TO BE DONE =
Continue the passage below on corporate social responsibility and social business, beginning directly after its final sentence.

5. Achieving the Social Foundations

Milton Friedman "there is one and only one social responsibility of business..."

The collapse of the USSR left the room to liberalism to conquer every part of the planet, even in the few remaining communist countries.

Liberalism has a long history, and not arguing with historians or economist, we can consider its modern history starting with the first industrial revolution in the mid-18th century.

Series of innovations accelerated the production of (new) goods and services, making them more affordable to a wider spectrum of the society, thus feeling more basic needs, improving the social well-being, but at a price of rising inequalities. Nevertheless, until recently, there were a consensus among those having a say, to consider the cost/benefits ratio mostly favorable for the society.

As long as discontentment was limited to the working class, to those anyway not having access to the social status goods, not having a political voice, the model could evolve and prosper. But things started to crackle when environmental and social costs began to outweigh the benefits of increased GDP (Constanza et al. 2015).

A minority of people, well socialized, complying with all the clauses of the tacit social contract, wondered if the counterparts were respected. Do they have access to their basic needs, do they reach their expected social status? What is the social cost to satisfy the needs of happy few? What role do the companies play in this productivist and extractivist model?

From these questions, started to emerge the notion of corporate responsibilities. To which, one of the most renown and listened economist of the time, the Nobel price-winning Milton Friedman, clearly answered in 1970: “There is one and only one social responsibility of business to use it resources and engage in activities designed to increase its profits so long as it stays within the rules of the game, which is to say, engages in open and free competition without deception or fraud” (Friedman, Ny Times, 13 Sept. 1970)[i].

While the business community listened carefully to this oracle, some other business actors, so called social entrepreneurs considered the corporates have much more responsibilities than making profit, they aim at providing the social foundations for more social justice.

Social Business and Social Innovation

According to another Nobel prize-winning, Muhammad Yunus, a Bengalese economist, social businesses are economically viable. They differentiate from standard businesses as they are aiming at solving a social problem by using business methods (Yunus, 2010)[ii]. Even if all businesses cannot be social, they should nevertheless follow basic principles of responsibility such as respecting life, making the planet safer, respecting laws, and supporting well-being for consumer or employees.

Social business is not antinomic to making profits, on the opposite “the dual mission of social and economic value creation acts as an essential criterion to delineate social entrepreneurship from other related phenomena” ( Saebi et al, 2019) [iii]. But profits made should be re-invested in the cause, as making profit out of a social problem is not morally acceptable; like having to choose between profit or social problem solving in hard times; and because, from a systemic standpoint, one need to ensure social businesses are true alternatives to standard businesses or charities and encourage new ways of thinking.

GIVEN MATERIAL =

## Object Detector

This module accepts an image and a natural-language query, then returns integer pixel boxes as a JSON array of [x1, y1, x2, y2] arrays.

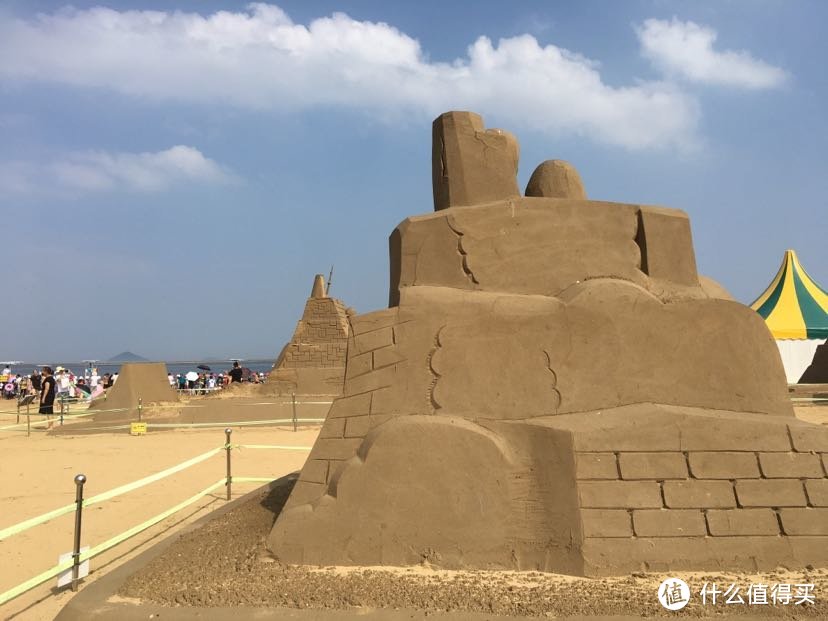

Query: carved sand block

FINAL ANSWER =
For some years now, conceptual tools are made available openly to develop new ways of thinking and “think out-of-the-box.”

To start with, Social Entrepreneur must make sure they have embraced the whole complexity of the problem they want to tackle and avoid the “blind men and the elephant effect,” a parable about a range of truths and mistakes. the need for communication and the need for respect for different perspectives (Meadows, Donella H, 2008)[iv].

Cartoon courtesy of G. Renee Guzlas

System Thinking

To do so, they can use the System Thinking approach and its tools to capture the different components of the system they are willing to change, their interactions, the cause and effects, and the feedback loops. Such an approach helps avoiding worsening a situation when genuinely wanting to solve a problem like destroying biodiversity by replanting trees.

Once the system identified and defined, it is wise to consider how it evolves in the future. Is the problem to tackle a systemic problem or a conjunctural situation. How will the system evolve: will it worsen or self-regulate?

As there is no crystal ball, especially not for entrepreneurship, one can use a methodic approach to capture uncertainties and make strong choice, possibly made on feelings or beliefs, but backed by a solid approach like, Scenario Thinking.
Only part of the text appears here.